:: Text
5 Ways to Play Falling Oil Prices

Remember when oil was bumping up against $150 a barrel over the summer? Well, crude oil futures dipped below $75 yesterday, dropping prices to levels last seen in the summer of 2007.

The market isn't soaking this in just yet. It's too busy dumping toxic bank stocks and quivering in panic rooms to notice. With OPEC slashing global consumption targets, falling oil prices are actually being portrayed as yet another reason to roll into a fetal position. Remember when stocks fell because prices at the pump were going higher?

Oil prices don't cut both ways, though. There are some real stocks with plenty to gain if oil prices stabilize, or even fall further. Once sanity returns to the volatile markets, these companies will be rewarded accordingly.

5 stocks to fuel your portfolio
Let's go over a few companies that stand to benefit from low oil prices. Some are more obvious than others, but they should all benefit from the recent decline in oil prices.

Company

10/15/08

52-Week High

Southwest Airlines (NYSE: LUV  )

$11.56

$16.77

Carnival (NYSE: CCL  )
::::
:: Provided records
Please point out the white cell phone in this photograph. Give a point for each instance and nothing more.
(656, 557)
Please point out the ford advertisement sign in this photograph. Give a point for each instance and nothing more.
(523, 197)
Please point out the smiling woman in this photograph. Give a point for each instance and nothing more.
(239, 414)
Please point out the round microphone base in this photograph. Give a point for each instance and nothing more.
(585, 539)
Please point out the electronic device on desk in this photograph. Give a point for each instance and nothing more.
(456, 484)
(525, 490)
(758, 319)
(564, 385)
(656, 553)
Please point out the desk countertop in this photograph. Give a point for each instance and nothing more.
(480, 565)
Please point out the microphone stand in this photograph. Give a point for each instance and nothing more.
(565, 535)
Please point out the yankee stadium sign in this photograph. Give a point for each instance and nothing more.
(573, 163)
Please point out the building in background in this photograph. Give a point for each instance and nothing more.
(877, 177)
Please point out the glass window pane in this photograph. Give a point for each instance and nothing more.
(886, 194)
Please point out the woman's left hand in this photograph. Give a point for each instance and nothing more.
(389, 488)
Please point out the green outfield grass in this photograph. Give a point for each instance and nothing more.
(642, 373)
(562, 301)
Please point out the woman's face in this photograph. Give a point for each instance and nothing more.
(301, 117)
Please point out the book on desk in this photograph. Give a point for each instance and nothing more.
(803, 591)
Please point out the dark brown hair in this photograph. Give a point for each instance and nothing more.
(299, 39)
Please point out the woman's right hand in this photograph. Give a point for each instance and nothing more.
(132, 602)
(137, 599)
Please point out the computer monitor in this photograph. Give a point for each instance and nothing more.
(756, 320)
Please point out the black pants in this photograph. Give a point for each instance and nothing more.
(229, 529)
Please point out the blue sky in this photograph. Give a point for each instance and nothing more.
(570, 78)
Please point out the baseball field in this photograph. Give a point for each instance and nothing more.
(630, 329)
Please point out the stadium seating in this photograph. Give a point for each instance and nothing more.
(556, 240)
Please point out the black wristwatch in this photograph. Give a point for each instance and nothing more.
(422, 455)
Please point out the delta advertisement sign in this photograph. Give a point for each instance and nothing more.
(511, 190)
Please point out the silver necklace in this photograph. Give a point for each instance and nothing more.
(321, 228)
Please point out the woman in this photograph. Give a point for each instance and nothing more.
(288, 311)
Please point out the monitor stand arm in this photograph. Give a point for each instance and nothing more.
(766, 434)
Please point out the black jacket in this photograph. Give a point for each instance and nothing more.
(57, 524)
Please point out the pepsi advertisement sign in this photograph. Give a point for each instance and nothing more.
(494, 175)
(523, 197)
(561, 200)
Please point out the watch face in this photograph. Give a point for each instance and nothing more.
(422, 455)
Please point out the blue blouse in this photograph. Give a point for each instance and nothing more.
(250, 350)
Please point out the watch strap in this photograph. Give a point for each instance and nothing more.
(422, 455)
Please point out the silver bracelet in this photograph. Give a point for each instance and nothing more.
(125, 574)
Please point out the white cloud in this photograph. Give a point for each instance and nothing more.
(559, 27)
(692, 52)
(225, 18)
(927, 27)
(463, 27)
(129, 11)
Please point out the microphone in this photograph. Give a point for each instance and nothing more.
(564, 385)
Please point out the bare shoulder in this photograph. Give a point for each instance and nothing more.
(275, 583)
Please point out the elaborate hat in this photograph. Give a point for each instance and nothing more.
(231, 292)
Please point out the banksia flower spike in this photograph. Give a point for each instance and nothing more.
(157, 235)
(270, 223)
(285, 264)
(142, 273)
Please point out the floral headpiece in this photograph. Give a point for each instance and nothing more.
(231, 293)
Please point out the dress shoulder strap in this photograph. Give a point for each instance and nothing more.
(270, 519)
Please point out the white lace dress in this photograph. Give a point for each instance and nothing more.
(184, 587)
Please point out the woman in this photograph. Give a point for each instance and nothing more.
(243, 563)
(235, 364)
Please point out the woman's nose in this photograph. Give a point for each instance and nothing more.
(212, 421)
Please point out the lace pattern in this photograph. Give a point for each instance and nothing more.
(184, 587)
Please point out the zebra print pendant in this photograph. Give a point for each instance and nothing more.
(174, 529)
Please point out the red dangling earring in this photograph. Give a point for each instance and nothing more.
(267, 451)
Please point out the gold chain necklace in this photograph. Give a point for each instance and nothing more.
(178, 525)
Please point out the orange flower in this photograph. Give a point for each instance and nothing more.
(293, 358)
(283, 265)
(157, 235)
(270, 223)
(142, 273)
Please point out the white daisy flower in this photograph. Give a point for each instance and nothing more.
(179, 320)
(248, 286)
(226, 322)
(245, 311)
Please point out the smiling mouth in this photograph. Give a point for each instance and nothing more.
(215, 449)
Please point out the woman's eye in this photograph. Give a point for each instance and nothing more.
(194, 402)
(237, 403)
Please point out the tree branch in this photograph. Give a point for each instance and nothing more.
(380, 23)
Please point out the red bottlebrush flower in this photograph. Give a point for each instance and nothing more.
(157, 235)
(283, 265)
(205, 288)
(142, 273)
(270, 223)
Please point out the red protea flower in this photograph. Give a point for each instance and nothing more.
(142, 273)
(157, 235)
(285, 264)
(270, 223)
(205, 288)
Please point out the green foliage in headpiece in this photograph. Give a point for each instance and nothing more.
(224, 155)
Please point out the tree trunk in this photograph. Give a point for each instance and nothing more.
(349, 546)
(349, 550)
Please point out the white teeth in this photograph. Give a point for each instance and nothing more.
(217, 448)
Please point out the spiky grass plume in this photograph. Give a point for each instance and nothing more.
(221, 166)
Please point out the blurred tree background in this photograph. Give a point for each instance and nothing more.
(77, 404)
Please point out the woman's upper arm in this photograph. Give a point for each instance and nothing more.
::::
> Assignment 1:
For each statement below, say yes or no as to whether it agrees with the article on falling oil prices, and quote the deciding words. (a) Crude oil futures fell below $75 the day before the article was written. (b) OPEC was raising its global consumption targets. (c) The article calls every company it goes over an obvious beneficiary of low oil prices.
> Assignment 2:
Reproduce the part of the article on falling oil prices that begins at the words "5 Ways to Play" and stops after the words "were going higher?".
The entries above are separate material from the article on falling oil prices.

> Response area 1:
(a) Yes: "crude oil futures dipped below $75 yesterday"
(b) No: "With OPEC slashing global consumption targets"
(c) No: "Some are more obvious than others"

> Response area 2:
5 Ways to Play Falling Oil Prices

Remember when oil was bumping up against $150 a barrel over the summer? Well, crude oil futures dipped below $75 yesterday, dropping prices to levels last seen in the summer of 2007.

The market isn't soaking this in just yet. It's too busy dumping toxic bank stocks and quivering in panic rooms to notice. With OPEC slashing global consumption targets, falling oil prices are actually being portrayed as yet another reason to roll into a fetal position. Remember when stocks fell because prices at the pump were going higher?